--- Begin Passage to read ---
“I’ve got a groomer,” Michelle calls out. I look over the top of my binoculars to see which direction she’s pointing, and try to focus in the same way. Nothing but kelp, a few cormorants, and the dizzying rolling of the waves. I turn my binoculars back in the direction I had them, but my own otter–a feeder–must have dived back down for another course. The wind blows, adding an icy chill to the gray sky day.
I had the opportunity to go out otter counting yesterday–Michelle Staedler from the Monterey Bay Aquarium’s SORAC program and Jack Ames from Fish and Game were kind enough to let me join them on a leg of their spring otter count. The count is coordinated by USGS’ Western Ecological Research Center.
Compared to many people, I’m pretty good at picking out otters, but I had nothing on Michelle and Jack–combined they’ve probably got more than half a century of otter spotting behind them.
We combed the coast from Malpaso Creek and down–and I mean really combed. Because the otter count is done in a census style (they count all the otters they can) instead of a sample, it’s important that they check the whole coast at different angles to be sure they didn’t miss any. This had us walking along the highway, climbing through fields of coastal scrub and peering down into coves. The wildflowers are spectacular this year, and even in the foggy gray–which Jack tells me is better lighting for otter counting anyway–it was a nice way to spend a day.
This survey is part of a concerted effort throughout the sea otter range to conduct the spring sea otter count. The count will help tell us how the sea otters are doing, and is one of the most important of several indicators that we use to assess the status of the population. Last year the spring count was down enough to reverse the trend of population growth into a decline, so we’re all a little anxious to see what this year’s count will bring.
--- End Passage to read ---
Objective A
Edit the Stored data from the line containing "Task: place one keypoint per instance of the muddy" through the end of the Stored data, changing "muddy bank" to "earthen bank" and leaving everything else unchanged.
--- Begin Dataset rows ---
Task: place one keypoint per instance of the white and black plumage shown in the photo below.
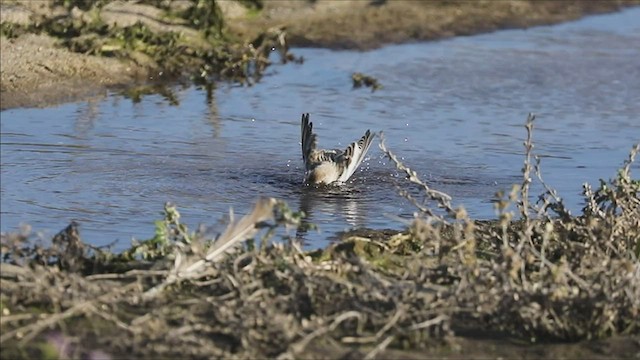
(330, 166)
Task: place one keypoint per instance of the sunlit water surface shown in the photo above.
(453, 110)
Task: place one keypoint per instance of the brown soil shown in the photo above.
(36, 71)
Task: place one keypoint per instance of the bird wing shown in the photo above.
(308, 141)
(354, 155)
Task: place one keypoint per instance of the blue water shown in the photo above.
(453, 110)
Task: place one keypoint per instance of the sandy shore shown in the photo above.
(37, 71)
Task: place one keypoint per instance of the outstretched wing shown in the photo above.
(354, 155)
(308, 141)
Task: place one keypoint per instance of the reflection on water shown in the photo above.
(452, 110)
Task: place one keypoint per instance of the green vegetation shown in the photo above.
(187, 40)
(550, 275)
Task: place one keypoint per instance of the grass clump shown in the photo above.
(538, 274)
(174, 39)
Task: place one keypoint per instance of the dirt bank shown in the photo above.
(37, 70)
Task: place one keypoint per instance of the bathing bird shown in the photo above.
(330, 166)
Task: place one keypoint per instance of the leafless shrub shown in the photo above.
(540, 273)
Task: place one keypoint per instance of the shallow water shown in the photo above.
(453, 110)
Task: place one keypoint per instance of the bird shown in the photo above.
(330, 166)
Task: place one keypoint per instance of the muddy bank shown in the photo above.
(41, 69)
(551, 286)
--- End Dataset rows ---
Objective B
According to the otter-counting passage, which organization coordinates the spring otter count?

Result A
Task: place one keypoint per instance of the earthen bank shown in the photo above.
(41, 69)
(551, 286)

Result B
USGS' Western Ecological Research Center.